**Provided data**.
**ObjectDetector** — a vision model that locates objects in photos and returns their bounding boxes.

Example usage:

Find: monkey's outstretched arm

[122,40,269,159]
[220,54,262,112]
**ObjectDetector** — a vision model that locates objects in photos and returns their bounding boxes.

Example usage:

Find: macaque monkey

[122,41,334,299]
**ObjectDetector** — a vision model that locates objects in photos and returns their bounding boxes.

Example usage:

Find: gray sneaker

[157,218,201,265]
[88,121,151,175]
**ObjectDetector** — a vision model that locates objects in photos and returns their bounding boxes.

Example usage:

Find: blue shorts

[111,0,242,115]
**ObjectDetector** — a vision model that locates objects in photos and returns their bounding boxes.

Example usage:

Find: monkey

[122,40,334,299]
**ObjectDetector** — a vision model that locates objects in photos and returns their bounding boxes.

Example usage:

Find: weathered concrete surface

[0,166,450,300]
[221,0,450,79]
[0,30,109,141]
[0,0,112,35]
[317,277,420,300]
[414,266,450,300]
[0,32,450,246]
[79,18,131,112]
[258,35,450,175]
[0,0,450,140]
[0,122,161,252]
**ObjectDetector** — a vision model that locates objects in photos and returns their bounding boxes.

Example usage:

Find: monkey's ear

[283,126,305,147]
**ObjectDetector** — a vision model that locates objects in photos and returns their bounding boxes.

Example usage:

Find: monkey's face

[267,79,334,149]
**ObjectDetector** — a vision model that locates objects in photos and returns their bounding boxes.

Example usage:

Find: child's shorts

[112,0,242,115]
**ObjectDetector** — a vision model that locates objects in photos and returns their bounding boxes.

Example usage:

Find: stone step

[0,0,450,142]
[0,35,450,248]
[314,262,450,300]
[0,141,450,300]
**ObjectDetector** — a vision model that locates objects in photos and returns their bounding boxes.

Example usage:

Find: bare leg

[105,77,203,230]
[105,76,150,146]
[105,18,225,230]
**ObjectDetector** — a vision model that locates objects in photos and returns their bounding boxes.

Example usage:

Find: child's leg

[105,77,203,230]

**Given task**.
Rewrite the material from its start through the line containing "[112,0,242,115]", changing every "Find" to "Locate" and keeping everything else the same.

**Solution**.
**ObjectDetector** — a vision model that locates objects in photos and returns their bounding boxes.

Example usage:

Locate: monkey's outstretched arm

[122,40,269,159]
[220,54,262,112]
**ObjectDetector** — a vision model that locates objects in photos and returns their bounding boxes.

Example usage:

Locate: macaque monkey

[122,41,334,299]
**ObjectDetector** — a vision model that locates objects in photos and returns their bounding boxes.

Example usage:

Locate: gray sneaker

[157,218,201,265]
[88,121,151,175]
**ObjectDetector** — a vision model that locates objects in photos and returns their bounding boxes.

Example usage:

Locate: blue shorts

[111,0,242,115]
**ObjectDetector** — a vision model that locates objects in photos and returns their bounding boxes.

Example usage:

Locate: monkey

[122,40,334,299]
**ObjectDetector** — a vision model that locates objects in photos and returns their bounding boxes.

Example usage:

Locate: weathered concrete surface

[0,166,450,300]
[221,0,450,79]
[0,30,109,141]
[0,0,112,35]
[317,277,420,300]
[414,266,450,300]
[0,32,450,246]
[79,18,131,112]
[258,35,450,175]
[0,0,450,140]
[0,122,161,252]
**ObjectDetector** — a vision model that locates objects in photos and returns their bounding boxes.

Example usage:

Locate: monkey's ear

[283,126,305,147]
**ObjectDetector** — a vision model that locates objects in photos and returns their bounding boxes.

Example usage:

Locate: monkey's face

[267,79,334,149]
**ObjectDetector** — a vision model that locates objects in photos and returns their bounding boxes.

Example usage:

Locate: child's shorts

[112,0,242,115]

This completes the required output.